_Written tasks_:
a) Using the memory test bug report below, answer each question on its own line, marked (i), (ii), (iii):
(i) Which HTS version was installed for the test?
(ii) Who is listed as the assignee?
(iii) Between which two memory sizes does the breaking point lie?
b) For each statement, decide whether it agrees with the memory test bug report below. Answer yes or no and quote the words of the report that settle it.
(i) The report's status is CLOSED WONTFIX.
(ii) The memory test fails when the system has 256GB.
(iii) The problem happens only some of the time.
c) Please write the next part of the memory test bug report below, picking up right after its last sentence.
------ Document passage ------
|Summary:||Memory test bails prematurely when testing greater than 256 GB in RH4.6 x64|
|Product:||Red Hat Hardware Certification Program||Reporter:||Gregg Shick <gregg.shick>|
|Component:||Test Suite (tests)||Assignee:||Greg Nichols <gnichols>|
|Status:||CLOSED WONTFIX||QA Contact:||Lawrence Lim <llim>|
|Version:||5.2||CC:||dwa, gnichols, hcp-admin, micah.parrish, rick.hester, rlandry, sandy.garza, tools-bugs|
|Fixed In Version:||Doc Type:||Bug Fix|
|Doc Text:||Story Points:||---|
|Last Closed:||2008-12-16 20:44:44 UTC||Type:||---|
|oVirt Team:||---||RHEL 7.3 requirements from Atomic Host:|
|Cloudforms Team:||---||Target Upstream Version:|
Description Gregg Shick 2008-07-01 19:56:51 UTC
Description of problem: Memory test bails prematurely when testing greater than 256 GB in RH4.6 x64 Version-Release number of selected component (if applicable): RH4.6 x64 / HTS 5.2-16 Proliant 785 / 8 processors / 512GB memory How reproducible: Every time Steps to Reproduce: 1.Install RH4.6 x64 on a system with 512GB 2.Install HTS 5.2-16 3.Execute memory test Actual results: Test fails after only a few seconds of runtime. Expected results: Test at minimum runs to completion. Additional info: It will run successfully and pass with 256GB. The breaking point is somewhere between 320 and 384GB.
------ Supplied material ------
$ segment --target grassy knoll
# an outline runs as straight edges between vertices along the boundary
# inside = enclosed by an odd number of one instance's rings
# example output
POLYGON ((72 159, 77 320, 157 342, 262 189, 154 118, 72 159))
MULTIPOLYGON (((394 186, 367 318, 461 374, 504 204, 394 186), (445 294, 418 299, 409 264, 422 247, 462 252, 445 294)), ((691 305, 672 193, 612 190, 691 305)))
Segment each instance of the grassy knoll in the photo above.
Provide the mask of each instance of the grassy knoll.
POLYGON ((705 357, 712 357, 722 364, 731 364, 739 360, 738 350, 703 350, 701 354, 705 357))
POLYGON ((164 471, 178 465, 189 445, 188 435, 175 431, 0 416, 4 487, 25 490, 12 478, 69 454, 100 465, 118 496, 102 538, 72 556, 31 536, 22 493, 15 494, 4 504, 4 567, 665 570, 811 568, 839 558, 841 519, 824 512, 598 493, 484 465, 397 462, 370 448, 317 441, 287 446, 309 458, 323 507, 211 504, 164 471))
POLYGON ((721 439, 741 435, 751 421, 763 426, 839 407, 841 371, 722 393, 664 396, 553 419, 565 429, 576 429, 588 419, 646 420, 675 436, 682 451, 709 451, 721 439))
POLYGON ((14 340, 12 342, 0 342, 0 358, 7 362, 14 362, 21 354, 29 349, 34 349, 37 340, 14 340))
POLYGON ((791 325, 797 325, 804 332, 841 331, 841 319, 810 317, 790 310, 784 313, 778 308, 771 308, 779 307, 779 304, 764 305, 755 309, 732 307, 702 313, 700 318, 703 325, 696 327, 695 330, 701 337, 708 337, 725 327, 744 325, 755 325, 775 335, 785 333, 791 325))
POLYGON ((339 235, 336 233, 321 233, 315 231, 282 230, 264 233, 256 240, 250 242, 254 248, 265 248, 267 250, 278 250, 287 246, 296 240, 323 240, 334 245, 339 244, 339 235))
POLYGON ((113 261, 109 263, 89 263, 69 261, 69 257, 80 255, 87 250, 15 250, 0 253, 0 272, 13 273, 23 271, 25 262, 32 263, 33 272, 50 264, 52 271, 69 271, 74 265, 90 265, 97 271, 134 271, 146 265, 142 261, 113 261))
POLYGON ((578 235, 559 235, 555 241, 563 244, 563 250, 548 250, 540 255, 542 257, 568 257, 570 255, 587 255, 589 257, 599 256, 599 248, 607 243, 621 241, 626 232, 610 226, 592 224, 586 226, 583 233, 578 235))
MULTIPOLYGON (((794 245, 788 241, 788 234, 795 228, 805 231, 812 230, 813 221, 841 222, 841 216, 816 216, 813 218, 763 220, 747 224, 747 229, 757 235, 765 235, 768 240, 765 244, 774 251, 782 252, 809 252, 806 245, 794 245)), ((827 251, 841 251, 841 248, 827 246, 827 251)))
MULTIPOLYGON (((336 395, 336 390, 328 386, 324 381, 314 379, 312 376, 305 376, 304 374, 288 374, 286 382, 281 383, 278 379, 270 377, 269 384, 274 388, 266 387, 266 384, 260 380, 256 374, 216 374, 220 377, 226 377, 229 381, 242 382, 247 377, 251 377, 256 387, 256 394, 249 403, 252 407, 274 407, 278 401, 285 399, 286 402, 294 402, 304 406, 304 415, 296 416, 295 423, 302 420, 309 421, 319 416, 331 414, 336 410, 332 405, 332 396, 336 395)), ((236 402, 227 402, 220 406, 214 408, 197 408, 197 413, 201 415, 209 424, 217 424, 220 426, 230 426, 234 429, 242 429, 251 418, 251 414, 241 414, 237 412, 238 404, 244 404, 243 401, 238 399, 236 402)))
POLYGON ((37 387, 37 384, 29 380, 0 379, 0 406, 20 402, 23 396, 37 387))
------
_Task-by-task results_:
a)
(i) HTS 5.2-16
(ii) Greg Nichols
(iii) Between 320 and 384GB

b)
(i) Yes: "CLOSED WONTFIX"
(ii) No: "It will run successfully and pass with 256GB."
(iii) No: "How reproducible: Every time"

c)
Comment 1 Gregg Shick 2008-07-01 19:56:52 UTC
Created attachment 310713 [details] test results passing with 256 and failing with greater than 256GB.
Comment 2 David Aquilina 2008-07-09 15:06:52 UTC
Gregg, Does the test fail if you run it manually outside of the test harness? To do so, switch to the directory containing the memory test and run runtest.sh: cd /usr/share/hts/tests/memory ./runtest.sh Please capture any output produced, as well as /var/log/messages. Thanks!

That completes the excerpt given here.